• Things to do
1. List every fish species named in the text on Mississippi River flooding and fish spawning.
2. Continue the text on Mississippi River flooding and fish spawning from where it stops.

• Text block
Flooding Fish

Wisconsin Department of Natural Resources fisheries biologist Dave Heath, left, and fish technician Andrew Schneyer pull in a fish net Tuesday on the Black River. The two were trapping perch, bluegill, bass, and pike as part of ongoing spawning research.

Fast and furious flows on a flooding Mississippi River are hardly a deterrent for fish migrating upstream as far as 100 miles to spawn.

The more flooded grasslands and floodplain forests there are along the river, the more prime habitat certain species have to lay their eggs.

That could translate to better survival rates for their progeny and greater fish populations once the juveniles reach maturity, provided that other conditions align.

“Generally, we see boom years when we have a good spring flood, and we see weaker years when we don’t have a good spring flood,” said Andy Bartels, Wisconsin Department of Natural Resources fisheries specialist at the La Crosse field station, which is part of the Upper Mississippi River Restoration Program.

• Stored data
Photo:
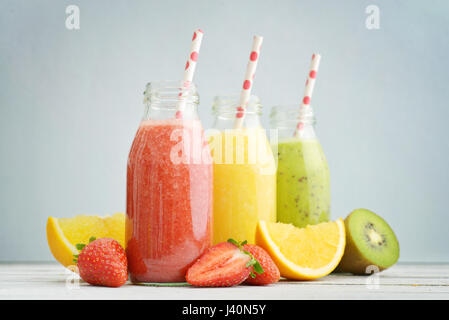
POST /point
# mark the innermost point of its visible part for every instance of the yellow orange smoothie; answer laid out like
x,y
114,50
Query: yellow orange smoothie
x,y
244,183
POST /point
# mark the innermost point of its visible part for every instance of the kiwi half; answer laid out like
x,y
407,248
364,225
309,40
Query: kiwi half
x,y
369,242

==

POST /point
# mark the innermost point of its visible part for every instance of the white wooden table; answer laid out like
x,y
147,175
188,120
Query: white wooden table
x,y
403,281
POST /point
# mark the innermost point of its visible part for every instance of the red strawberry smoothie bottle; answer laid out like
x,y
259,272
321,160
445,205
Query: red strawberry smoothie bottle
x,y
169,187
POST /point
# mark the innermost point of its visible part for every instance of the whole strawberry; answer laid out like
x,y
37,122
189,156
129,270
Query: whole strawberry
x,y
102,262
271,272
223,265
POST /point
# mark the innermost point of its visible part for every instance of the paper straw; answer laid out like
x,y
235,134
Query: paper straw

---

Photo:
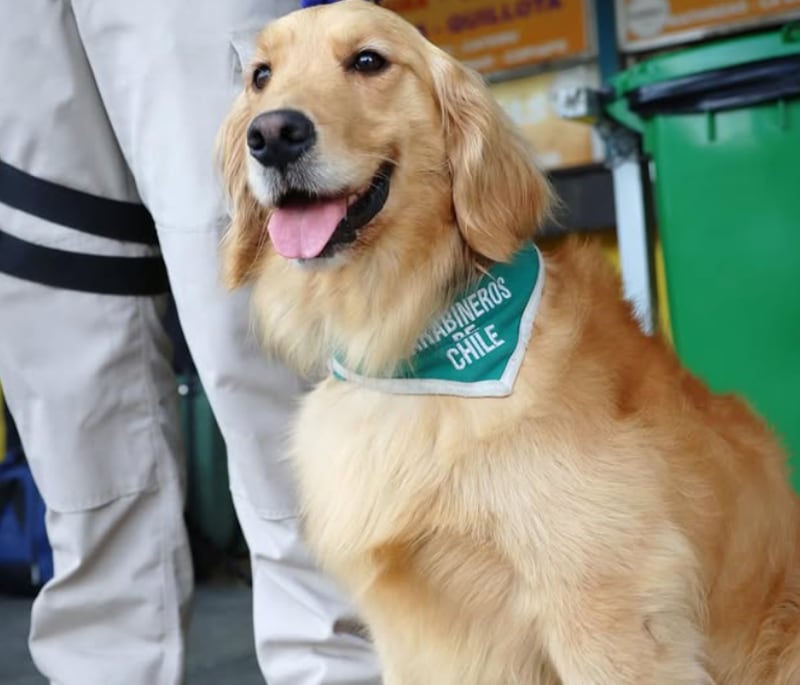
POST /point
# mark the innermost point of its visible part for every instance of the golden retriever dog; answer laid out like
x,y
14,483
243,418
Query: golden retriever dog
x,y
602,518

• Answers to the exercise
1. perch, bluegill, bass, pike

2.
Wx map

But if the crest peaks too early, before fish receive environmental cues from warming water temperatures and lengthening hours of daylight to spawn, then good flood conditions don’t help, Bartels said.

This year’s crest, though not as high as originally projected, reached 14.55 feet in La Crosse — the eighth-highest on record, according to the National Weather Service.

The Mississippi River swelled to the point where ducks can cruise up to the sidewalks in Riverside Park, which was closed Monday because of flooding.

Floodwaters from the Black River, which feeds into Richmond Bay, turned the gulch between the Clinton Street Kwik Trip and Castaway’s on the Island in La Crosse from a dry or isolated pond cut off from the bay to an inlet deep enough for a boat to navigate through.

Flooding Fish

Many native fish species, including these yellow perch netted by Wisconsin Department of Natural Resources biologists, rely on low current backwaters on the region’s rivers to spawn.

David Heath, DNR senior fisheries biologist, and DNR fish technicians Andrew Schneyer and Troy Clemment were on site Tuesday to record which fish species were using the area.

“There was a proposal to fill it in, so we wanted to evaluate it for spawning purposes,” Heath said.

The water came up 9 feet in some places, high enough to submerge low-hanging tree branches, a favorite spawning spot for perch, Heath said. “They have so many more options when the river is as high as it is now.”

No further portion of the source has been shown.